* Exercise brief
Render every line of the records below as a numbered list, skipping blank lines and leaving out the pictures.

'''

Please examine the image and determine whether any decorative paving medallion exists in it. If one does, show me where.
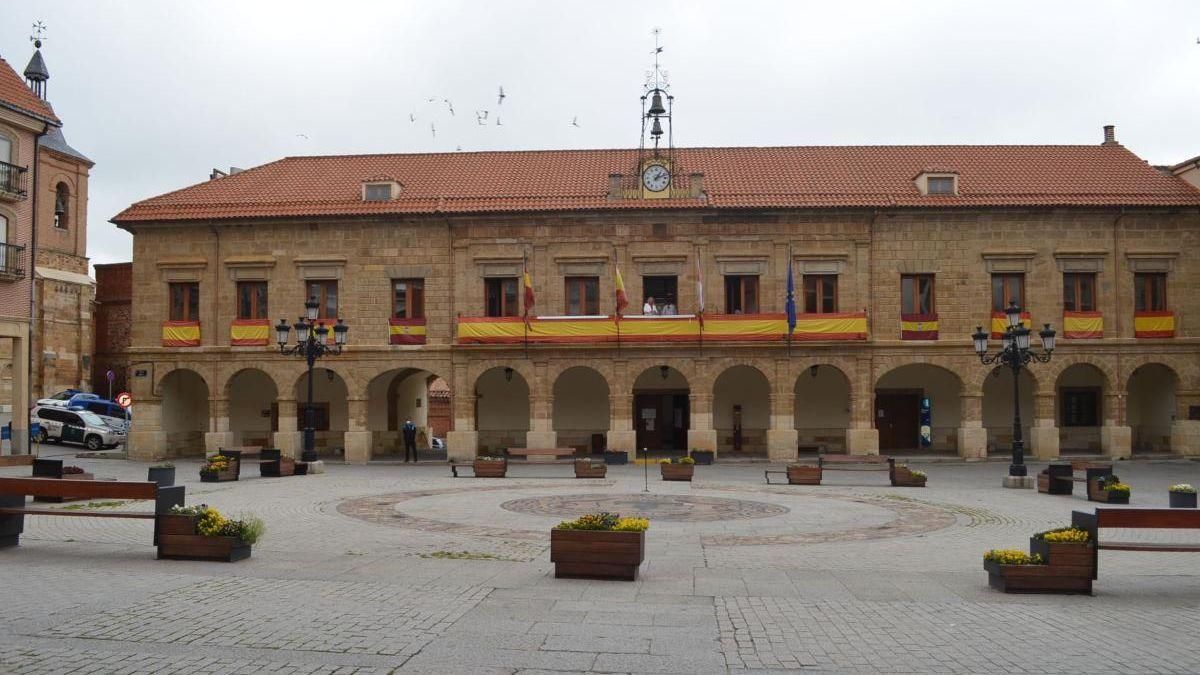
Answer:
[500,492,788,522]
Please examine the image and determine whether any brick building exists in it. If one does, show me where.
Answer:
[114,102,1200,461]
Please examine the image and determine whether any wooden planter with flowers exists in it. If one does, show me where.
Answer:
[892,464,926,488]
[550,513,649,581]
[787,464,822,485]
[472,458,509,478]
[575,459,608,478]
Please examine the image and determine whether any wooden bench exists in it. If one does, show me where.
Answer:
[1038,460,1112,501]
[0,478,184,548]
[1070,508,1200,579]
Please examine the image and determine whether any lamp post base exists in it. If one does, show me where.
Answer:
[1001,476,1033,489]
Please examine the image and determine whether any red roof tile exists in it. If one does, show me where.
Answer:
[113,145,1200,223]
[0,59,59,124]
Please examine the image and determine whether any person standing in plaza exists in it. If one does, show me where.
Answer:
[403,419,416,461]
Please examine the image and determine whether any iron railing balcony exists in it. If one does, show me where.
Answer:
[0,162,28,202]
[0,244,25,281]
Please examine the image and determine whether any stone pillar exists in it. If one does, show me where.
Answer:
[342,399,371,464]
[204,399,235,456]
[271,399,304,459]
[691,392,716,458]
[1100,393,1133,459]
[767,392,800,461]
[959,394,988,460]
[1026,394,1058,460]
[607,394,637,455]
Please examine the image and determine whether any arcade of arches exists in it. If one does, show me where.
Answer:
[130,356,1200,461]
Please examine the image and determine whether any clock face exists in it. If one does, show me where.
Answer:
[642,165,671,192]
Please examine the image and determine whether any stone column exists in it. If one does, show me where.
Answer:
[1100,392,1133,459]
[342,399,372,464]
[607,393,637,455]
[691,392,716,458]
[271,399,304,459]
[204,399,234,456]
[1028,393,1058,460]
[959,394,988,460]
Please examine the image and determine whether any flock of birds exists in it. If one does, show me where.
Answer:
[296,85,582,150]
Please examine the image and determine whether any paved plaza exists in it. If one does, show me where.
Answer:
[0,454,1200,675]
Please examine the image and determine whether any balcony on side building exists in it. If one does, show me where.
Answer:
[0,244,25,281]
[0,162,28,202]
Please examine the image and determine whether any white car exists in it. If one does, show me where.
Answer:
[30,406,125,450]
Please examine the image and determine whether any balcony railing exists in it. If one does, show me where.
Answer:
[0,162,26,199]
[0,244,25,281]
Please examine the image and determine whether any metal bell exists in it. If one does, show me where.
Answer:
[650,91,667,115]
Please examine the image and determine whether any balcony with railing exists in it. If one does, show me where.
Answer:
[0,162,28,202]
[0,244,25,281]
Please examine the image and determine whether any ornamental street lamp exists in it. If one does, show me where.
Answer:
[971,303,1055,478]
[275,298,350,461]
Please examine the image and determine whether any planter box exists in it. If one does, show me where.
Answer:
[158,533,250,562]
[146,466,175,488]
[1166,492,1196,508]
[659,464,696,482]
[200,466,238,483]
[550,530,646,581]
[787,466,821,485]
[575,460,608,478]
[983,560,1092,595]
[604,450,629,465]
[472,459,509,478]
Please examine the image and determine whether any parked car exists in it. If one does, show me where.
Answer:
[31,406,125,450]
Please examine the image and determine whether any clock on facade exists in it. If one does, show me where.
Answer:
[642,165,671,192]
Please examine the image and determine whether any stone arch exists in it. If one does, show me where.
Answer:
[158,368,210,456]
[874,360,964,453]
[792,360,853,453]
[551,365,612,452]
[712,364,772,456]
[224,368,280,447]
[472,362,532,454]
[1126,359,1180,453]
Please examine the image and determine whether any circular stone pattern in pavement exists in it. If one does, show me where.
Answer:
[500,492,788,522]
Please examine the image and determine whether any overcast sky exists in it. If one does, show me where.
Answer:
[0,0,1200,270]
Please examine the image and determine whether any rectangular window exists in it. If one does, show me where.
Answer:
[804,274,838,313]
[1062,388,1100,426]
[1133,271,1166,312]
[169,281,200,321]
[1062,273,1096,312]
[564,276,600,316]
[308,281,337,319]
[484,276,521,317]
[725,275,758,313]
[238,281,268,318]
[991,274,1026,312]
[391,279,425,318]
[900,274,937,315]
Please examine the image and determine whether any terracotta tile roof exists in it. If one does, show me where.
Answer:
[113,145,1200,223]
[0,59,59,124]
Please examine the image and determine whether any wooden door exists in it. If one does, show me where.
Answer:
[875,392,920,452]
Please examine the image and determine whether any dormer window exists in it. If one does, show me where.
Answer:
[913,171,959,197]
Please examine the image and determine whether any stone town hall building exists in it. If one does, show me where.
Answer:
[114,99,1200,461]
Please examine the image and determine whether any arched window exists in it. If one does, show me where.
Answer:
[54,183,71,229]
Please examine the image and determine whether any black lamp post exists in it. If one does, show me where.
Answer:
[275,298,350,461]
[971,303,1055,477]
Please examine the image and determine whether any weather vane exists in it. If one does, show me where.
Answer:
[29,22,46,49]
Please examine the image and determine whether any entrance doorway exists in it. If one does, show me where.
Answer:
[875,390,920,452]
[634,392,689,452]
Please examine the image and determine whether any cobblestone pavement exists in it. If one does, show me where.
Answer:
[0,451,1200,675]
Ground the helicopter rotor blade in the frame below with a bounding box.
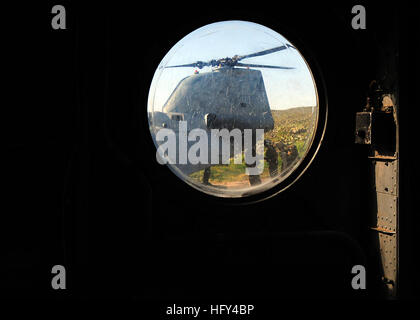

'''

* Exercise solution
1. Please examine the image and determine whether any decorative paving medallion exists in it. If one does, show me where.
2. Answer:
3. [500,492,788,522]
4. Please examine the image and determine whether any brick building exists in it. If one does, show me where.
5. Answer:
6. [114,102,1200,461]
7. Please examine the image and determine whether any wooden planter with flowers exists in it. If one does, show me where.
8. Answer:
9. [892,464,926,488]
10. [550,513,649,581]
11. [787,464,822,485]
12. [472,458,509,478]
13. [575,459,608,478]
14. Please examine the image and determine whether any wooden bench exists in it. If one does, show me where.
15. Answer:
16. [1038,460,1112,501]
17. [0,478,184,548]
18. [1070,508,1200,579]
19. Please examine the image and determine whether any lamp post base exists in it. If one does, show me where.
20. Answer:
21. [1001,476,1033,489]
22. Please examine the image and determine whether any red roof tile exists in it. If one does, show me where.
23. Answer:
24. [113,145,1200,223]
25. [0,59,59,124]
26. Please examine the image and determine whether any person standing in plaza exists in it. If one does, show me where.
27. Answer:
28. [403,419,416,461]
29. Please examine the image and determine whether any iron railing balcony exists in it. If one does, show me where.
30. Answer:
31. [0,162,28,202]
32. [0,244,25,281]
33. Please examine the image and determine whether any stone pillar exists in it. If one does, show me where.
34. Answer:
35. [342,399,371,464]
36. [204,399,235,456]
37. [271,399,304,459]
38. [691,392,716,458]
39. [1100,393,1133,459]
40. [767,392,800,461]
41. [959,394,988,460]
42. [1026,394,1058,460]
43. [607,394,637,455]
44. Please examine the image and determine whether any arcade of arches exists in it. If one does, show me where.
45. Answer:
46. [130,356,1200,461]
47. Please examine the image and determine whether any clock face exists in it. If one does, show me where.
48. Answer:
49. [642,165,671,192]
50. Please examine the image and determine whether any stone column exists in it. If one does, show me where.
51. Answer:
52. [1100,392,1133,459]
53. [342,399,372,464]
54. [607,393,637,455]
55. [691,392,716,458]
56. [271,399,304,459]
57. [204,399,234,456]
58. [1028,393,1058,460]
59. [959,394,988,460]
60. Please examine the image and determine whether any flock of birds exists in it. If one does, show me where.
61. Answer:
62. [296,85,582,150]
63. Please examine the image and determine whether any paved plaza exists in it. If one does, show me where.
64. Answer:
65. [0,454,1200,675]
66. Please examine the image and determine whether any balcony on side building exists in it. If one does, show me where.
67. Answer:
68. [0,244,25,281]
69. [0,162,28,202]
70. Please examine the image and determine whether any white car exists in it. If one does, show me where.
71. Answer:
72. [30,406,125,450]
73. Please examine the image and determine whether any balcony railing exists in it. If one does, show me where.
74. Answer:
75. [0,162,26,199]
76. [0,244,25,281]
77. Please examine the image and determine whether any metal bell exists in it. If one does, show me where.
78. Answer:
79. [650,91,667,115]
80. Please examine the image and determine whether any balcony with railing exists in it. If one does, show me where.
81. Answer:
82. [0,162,28,202]
83. [0,244,25,281]
84. Please examine the image and determine whether any ornamental street lamp exists in it. If one does, show me where.
85. Answer:
86. [971,303,1055,478]
87. [275,298,350,461]
88. Please examine the image and determine whether any planter box exists in it. If one does, show me where.
89. Answer:
90. [158,533,250,562]
91. [146,466,175,488]
92. [1166,492,1196,508]
93. [659,464,696,482]
94. [200,466,238,483]
95. [550,530,646,581]
96. [787,466,821,485]
97. [575,460,608,478]
98. [983,560,1092,595]
99. [604,450,629,465]
100. [472,459,509,478]
101. Please examine the image and determine whether any parked car exists in it. If one does, show me where.
102. Answer:
103. [31,406,125,450]
104. Please examine the image and determine whether any clock on facade exists in it. If one does, show me where.
105. Answer:
106. [642,165,671,192]
107. Please examine the image and determine whether any stone arch exists in it. If one does, show me where.
108. Answer:
109. [158,368,210,456]
110. [874,360,964,453]
111. [792,360,853,453]
112. [551,365,612,452]
113. [712,364,772,456]
114. [224,368,280,447]
115. [472,362,532,454]
116. [1126,359,1180,453]
117. Please examine the image and determine whether any circular stone pattern in pavement exists in it. If one does, show me where.
118. Answer:
119. [500,492,788,522]
120. Please examine the image and determine whether any overcast sky exists in it. If one does, show me where.
121. Answer:
122. [0,0,1200,270]
123. Please examine the image and determine whether any rectangular window exists in it. If one does, show me where.
124. Answer:
125. [804,274,838,313]
126. [1062,388,1100,426]
127. [1133,271,1166,312]
128. [169,281,200,321]
129. [1062,273,1096,312]
130. [564,276,600,316]
131. [308,281,337,319]
132. [484,276,521,317]
133. [725,275,758,313]
134. [238,281,268,318]
135. [991,274,1026,312]
136. [391,279,425,318]
137. [900,274,937,315]
138. Please examine the image and determine whether any terracotta tile roof exists in it. If one does, show me where.
139. Answer:
140. [113,145,1200,223]
141. [0,59,59,124]
142. Please examine the image and determine whether any wooden door exists in it. If one does, show me where.
143. Answer:
144. [875,392,920,452]
145. Please examine the image and determine whether any dormer window exists in it. If one does, show me where.
146. Answer:
147. [913,171,959,197]
148. Please examine the image and determine whether any stone town hall building exists in it. If one does, show me where.
149. Answer:
150. [114,99,1200,461]
151. Please examine the image and determine whether any arched window exists in it. If one does, show me where.
152. Answer:
153. [54,183,71,229]
154. Please examine the image and determine whether any black lamp post exists in it. If one does, show me where.
155. Answer:
156. [275,298,350,461]
157. [971,303,1055,477]
158. Please examine the image and determine whether any weather vane exists in it. If one does, show me where.
159. Answer:
160. [29,22,46,49]
161. Please examine the image and determine whether any entrance doorway exists in it. If one does, show me where.
162. Answer:
163. [875,390,920,452]
164. [634,392,689,452]
165. Please examine the image and determine whether any cobblestone pavement exists in it. If one does, show me where.
166. Answer:
167. [0,451,1200,675]
168. Ground the helicopter rotor blade in the frame below with a bounding box.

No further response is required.